CONSIGNE 1
Recopiez mot pour mot le passage de l'extrait sur les termes nautiques de Virgile qui s'ouvre sur les mots contenant « Et M. Jal traite » et se clôt sur « de son auteur. ».

EXTRAIT FOURNI
──────────
Et M. Jal traite sans ménagement les commentateurs et les traducteurs de Virgile qui n’ont point tenu compte de la savante exactitude du poète. Ascensius n’a pas trouvé d’explication ingénieuse du mot puppes ; « le Père de La Rue ne se doute pas de la raison qui a fait opposer les proues aux poupes » ; Annibal Caro a substitué les vaisseaux aux proues ; Gregorio Hernandez de Velasco traite Virgile très cavalièrement ; João Franco Barreto est plus scrupuleux, mais pas beaucoup plus ; Dryden prend les proues et les poupes pour les navires eux-mêmes ; la traduction allemande de John Voss laisse autant à désirer que la version anglaise de Dryden ; Delille, le plus estimé des traducteurs français, pas plus que ses rivaux étrangers, n’a intimement compris le texte de son auteur.

À propos des termes nautiques de Virgile, le savant M. Jal va jusqu’à citer des mots du langage des Malays, des Madekasses, des Nouveaux-Zélandais. Il fait encore de pittoresques rapprochements quand il en vient à examiner le triplici versu :

« Il exprime, à mon avis, un chant trois fois répété, un cri, un hourra ! une espèce de celeusma dont la tradition est vivante encore dans les bâtiments où pour tous les travaux de force, et, par exemple, quand on hale les boulines, un matelot, le véritable hortator des anciens navires, chante : Ouane, tou, tri ! hourra ! (one, two, three ! hourra ! — angl.). La tradition antique était pleine de force au moyen âge, à Venise, où la chiourme du Bucentaure, toutes les fois que le navire ducal passait devant la chapelle de la Vierge, construite à l’entrée de l’Arsenal, criait trois fois : Ah ! Ah ! Ah ! donnant un coup de rame après chacune de ces acclamations. »
──────────
ENTRÉES DE DONNÉES
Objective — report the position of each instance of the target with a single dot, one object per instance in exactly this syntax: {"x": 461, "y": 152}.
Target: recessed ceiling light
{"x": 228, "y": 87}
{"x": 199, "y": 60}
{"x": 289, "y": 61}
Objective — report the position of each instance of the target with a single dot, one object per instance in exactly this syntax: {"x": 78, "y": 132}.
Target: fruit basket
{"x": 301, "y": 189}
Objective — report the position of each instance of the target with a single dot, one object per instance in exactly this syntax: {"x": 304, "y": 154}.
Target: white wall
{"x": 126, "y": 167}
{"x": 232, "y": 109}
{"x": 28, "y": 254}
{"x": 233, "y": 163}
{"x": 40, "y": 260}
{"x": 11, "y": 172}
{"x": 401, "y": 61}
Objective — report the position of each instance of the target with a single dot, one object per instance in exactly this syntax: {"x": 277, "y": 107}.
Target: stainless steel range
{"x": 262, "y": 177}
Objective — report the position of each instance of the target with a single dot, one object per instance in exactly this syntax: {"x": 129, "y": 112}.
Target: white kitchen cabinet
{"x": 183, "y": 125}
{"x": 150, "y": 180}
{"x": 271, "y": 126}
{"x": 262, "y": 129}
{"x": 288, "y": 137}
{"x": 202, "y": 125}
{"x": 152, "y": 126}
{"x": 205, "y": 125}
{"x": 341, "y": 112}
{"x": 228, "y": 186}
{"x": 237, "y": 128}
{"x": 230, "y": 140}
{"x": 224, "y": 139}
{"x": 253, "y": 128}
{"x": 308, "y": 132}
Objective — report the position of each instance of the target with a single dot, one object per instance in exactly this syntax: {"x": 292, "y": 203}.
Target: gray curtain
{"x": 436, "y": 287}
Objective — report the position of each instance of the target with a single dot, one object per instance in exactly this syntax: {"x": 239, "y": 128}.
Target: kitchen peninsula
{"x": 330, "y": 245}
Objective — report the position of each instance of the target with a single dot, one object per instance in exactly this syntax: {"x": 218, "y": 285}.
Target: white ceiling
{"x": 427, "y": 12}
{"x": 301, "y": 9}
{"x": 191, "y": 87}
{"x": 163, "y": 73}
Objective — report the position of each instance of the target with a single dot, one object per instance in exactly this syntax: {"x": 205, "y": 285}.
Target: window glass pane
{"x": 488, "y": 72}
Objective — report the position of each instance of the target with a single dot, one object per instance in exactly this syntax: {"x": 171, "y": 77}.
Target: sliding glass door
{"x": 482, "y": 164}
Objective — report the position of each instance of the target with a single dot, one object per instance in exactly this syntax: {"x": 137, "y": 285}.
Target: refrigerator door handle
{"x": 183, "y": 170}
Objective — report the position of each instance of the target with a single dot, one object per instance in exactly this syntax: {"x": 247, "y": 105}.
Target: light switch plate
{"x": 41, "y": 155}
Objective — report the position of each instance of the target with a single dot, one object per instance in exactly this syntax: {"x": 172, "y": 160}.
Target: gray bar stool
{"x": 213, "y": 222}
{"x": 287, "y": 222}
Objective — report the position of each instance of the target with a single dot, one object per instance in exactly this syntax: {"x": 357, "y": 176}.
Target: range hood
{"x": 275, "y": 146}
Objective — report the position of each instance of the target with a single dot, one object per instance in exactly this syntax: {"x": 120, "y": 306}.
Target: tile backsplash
──────────
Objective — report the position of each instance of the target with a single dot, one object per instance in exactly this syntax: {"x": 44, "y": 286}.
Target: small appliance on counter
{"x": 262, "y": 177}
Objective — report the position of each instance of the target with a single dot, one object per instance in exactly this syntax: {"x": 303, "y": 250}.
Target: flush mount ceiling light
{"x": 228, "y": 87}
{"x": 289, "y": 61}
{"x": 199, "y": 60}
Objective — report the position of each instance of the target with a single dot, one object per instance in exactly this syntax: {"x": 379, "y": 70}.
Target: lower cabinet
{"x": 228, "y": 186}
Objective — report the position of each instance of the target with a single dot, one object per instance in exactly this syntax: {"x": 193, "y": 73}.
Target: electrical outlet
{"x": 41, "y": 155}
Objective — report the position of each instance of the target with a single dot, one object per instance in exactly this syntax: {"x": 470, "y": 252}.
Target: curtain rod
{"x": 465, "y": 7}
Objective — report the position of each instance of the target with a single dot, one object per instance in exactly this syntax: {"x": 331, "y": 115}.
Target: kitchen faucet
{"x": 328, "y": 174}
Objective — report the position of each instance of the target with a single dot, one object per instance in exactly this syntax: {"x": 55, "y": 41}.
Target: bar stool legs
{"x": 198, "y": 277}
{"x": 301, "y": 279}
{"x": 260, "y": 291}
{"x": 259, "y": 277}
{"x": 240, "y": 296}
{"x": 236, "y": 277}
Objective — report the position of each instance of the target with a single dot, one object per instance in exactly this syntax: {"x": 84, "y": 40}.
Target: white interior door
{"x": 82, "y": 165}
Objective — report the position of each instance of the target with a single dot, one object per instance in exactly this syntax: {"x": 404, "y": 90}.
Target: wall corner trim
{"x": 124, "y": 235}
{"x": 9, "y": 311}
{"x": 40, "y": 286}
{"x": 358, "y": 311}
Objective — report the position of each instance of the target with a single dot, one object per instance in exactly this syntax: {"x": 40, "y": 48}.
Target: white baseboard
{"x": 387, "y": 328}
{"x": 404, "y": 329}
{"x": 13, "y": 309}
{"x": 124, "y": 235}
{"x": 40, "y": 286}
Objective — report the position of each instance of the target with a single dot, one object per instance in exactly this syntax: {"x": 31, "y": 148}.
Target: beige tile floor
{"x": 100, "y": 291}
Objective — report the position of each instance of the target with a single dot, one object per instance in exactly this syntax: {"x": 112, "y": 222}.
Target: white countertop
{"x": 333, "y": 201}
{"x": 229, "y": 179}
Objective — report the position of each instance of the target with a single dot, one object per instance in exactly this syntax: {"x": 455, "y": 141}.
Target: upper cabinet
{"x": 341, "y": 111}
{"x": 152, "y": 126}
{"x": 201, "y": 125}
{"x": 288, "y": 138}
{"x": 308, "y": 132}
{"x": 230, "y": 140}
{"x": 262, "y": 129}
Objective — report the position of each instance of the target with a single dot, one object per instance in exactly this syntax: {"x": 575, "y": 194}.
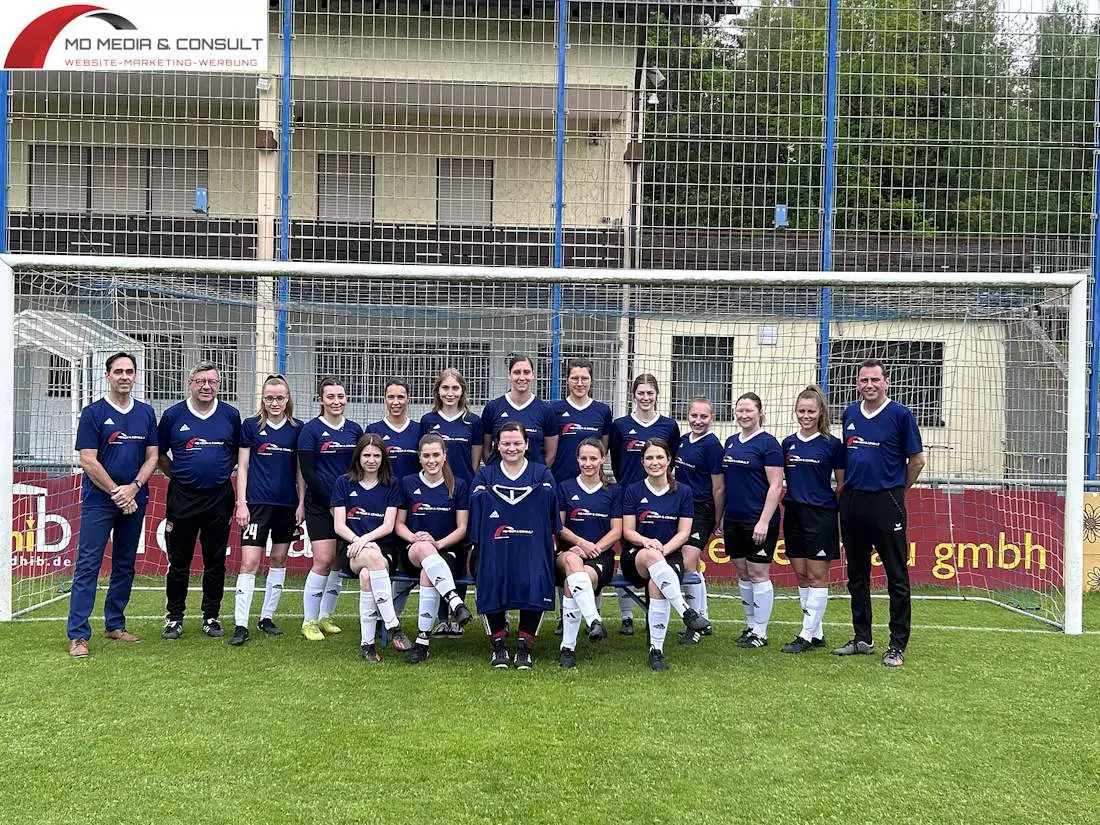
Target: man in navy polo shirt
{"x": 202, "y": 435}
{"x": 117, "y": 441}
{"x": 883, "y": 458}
──────────
CONSIGNE 2
Indiquez combien de lignes des enregistrements ci-dessus contiennent la chaîne « glass ». Donnez uniquement ce nombre.

RÉPONSE RÉDIGÉE 1
Et M. Jal traite sans ménagement les commentateurs et les traducteurs de Virgile qui n’ont point tenu compte de la savante exactitude du poète. Ascensius n’a pas trouvé d’explication ingénieuse du mot puppes ; « le Père de La Rue ne se doute pas de la raison qui a fait opposer les proues aux poupes » ; Annibal Caro a substitué les vaisseaux aux proues ; Gregorio Hernandez de Velasco traite Virgile très cavalièrement ; João Franco Barreto est plus scrupuleux, mais pas beaucoup plus ; Dryden prend les proues et les poupes pour les navires eux-mêmes ; la traduction allemande de John Voss laisse autant à désirer que la version anglaise de Dryden ; Delille, le plus estimé des traducteurs français, pas plus que ses rivaux étrangers, n’a intimement compris le texte de son auteur.

RÉPONSE RÉDIGÉE 2
2